### Your objective
Reproduce, word for word, all of the records; the pictures stay out.

Items listed in a dataset:

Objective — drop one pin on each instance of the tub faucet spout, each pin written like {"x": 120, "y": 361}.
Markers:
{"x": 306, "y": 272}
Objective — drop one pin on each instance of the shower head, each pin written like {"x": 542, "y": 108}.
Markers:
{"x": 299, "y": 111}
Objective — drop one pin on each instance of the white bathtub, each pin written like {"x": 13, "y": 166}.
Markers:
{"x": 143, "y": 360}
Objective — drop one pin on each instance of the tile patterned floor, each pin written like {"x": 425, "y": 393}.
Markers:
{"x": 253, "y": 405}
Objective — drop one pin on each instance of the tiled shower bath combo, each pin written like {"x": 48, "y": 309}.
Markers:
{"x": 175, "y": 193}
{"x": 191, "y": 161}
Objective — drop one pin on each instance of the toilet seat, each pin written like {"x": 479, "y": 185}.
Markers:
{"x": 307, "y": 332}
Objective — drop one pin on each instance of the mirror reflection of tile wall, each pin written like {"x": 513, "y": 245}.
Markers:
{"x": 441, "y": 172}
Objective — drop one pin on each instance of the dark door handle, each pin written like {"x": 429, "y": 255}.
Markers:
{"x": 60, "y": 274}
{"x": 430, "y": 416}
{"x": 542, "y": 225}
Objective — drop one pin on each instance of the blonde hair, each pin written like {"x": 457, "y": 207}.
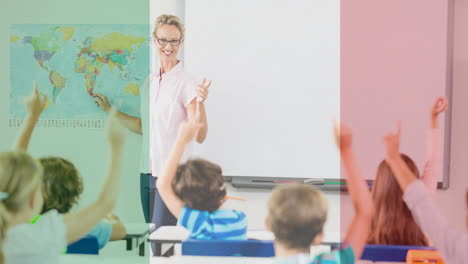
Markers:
{"x": 200, "y": 185}
{"x": 297, "y": 214}
{"x": 169, "y": 20}
{"x": 20, "y": 176}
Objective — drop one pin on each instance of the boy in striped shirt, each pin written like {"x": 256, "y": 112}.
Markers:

### Result of the exercise
Objective — drop one pin on each instance of the tub faucet spout, each pin written like {"x": 120, "y": 361}.
Markers:
{"x": 306, "y": 272}
Objective — drop one pin on each instance of the shower head, each pin written like {"x": 542, "y": 108}.
Markers:
{"x": 299, "y": 111}
Objective — drop one pin on each instance of the white bathtub, each pin written like {"x": 13, "y": 166}.
Markers:
{"x": 143, "y": 360}
Objective — drop one pin on each instance of the tile patterned floor, each pin written like {"x": 425, "y": 393}.
Markers:
{"x": 253, "y": 405}
Objective — drop one pin on each instance of the tiled shower bath combo, each pin written like {"x": 48, "y": 309}.
Markers:
{"x": 175, "y": 193}
{"x": 191, "y": 161}
Objective — drop one pin on each instance of the toilet seat, each pin written like {"x": 479, "y": 185}.
Markers:
{"x": 307, "y": 332}
Objective — drop one pin on each instance of the mirror reflection of tile wall, each pin written like {"x": 513, "y": 245}.
Markers:
{"x": 441, "y": 172}
Objective — drop one pin on each instance of the dark door handle, each pin written like {"x": 429, "y": 255}.
Markers:
{"x": 60, "y": 274}
{"x": 430, "y": 416}
{"x": 542, "y": 225}
Objective — drop one pin on each instance of the blonde hair, each pin written like {"x": 457, "y": 207}.
Markers:
{"x": 200, "y": 185}
{"x": 297, "y": 214}
{"x": 169, "y": 20}
{"x": 20, "y": 176}
Objective — drop one pin on each instance of the boy in striped shirt, each pin written like {"x": 256, "y": 112}.
Markers:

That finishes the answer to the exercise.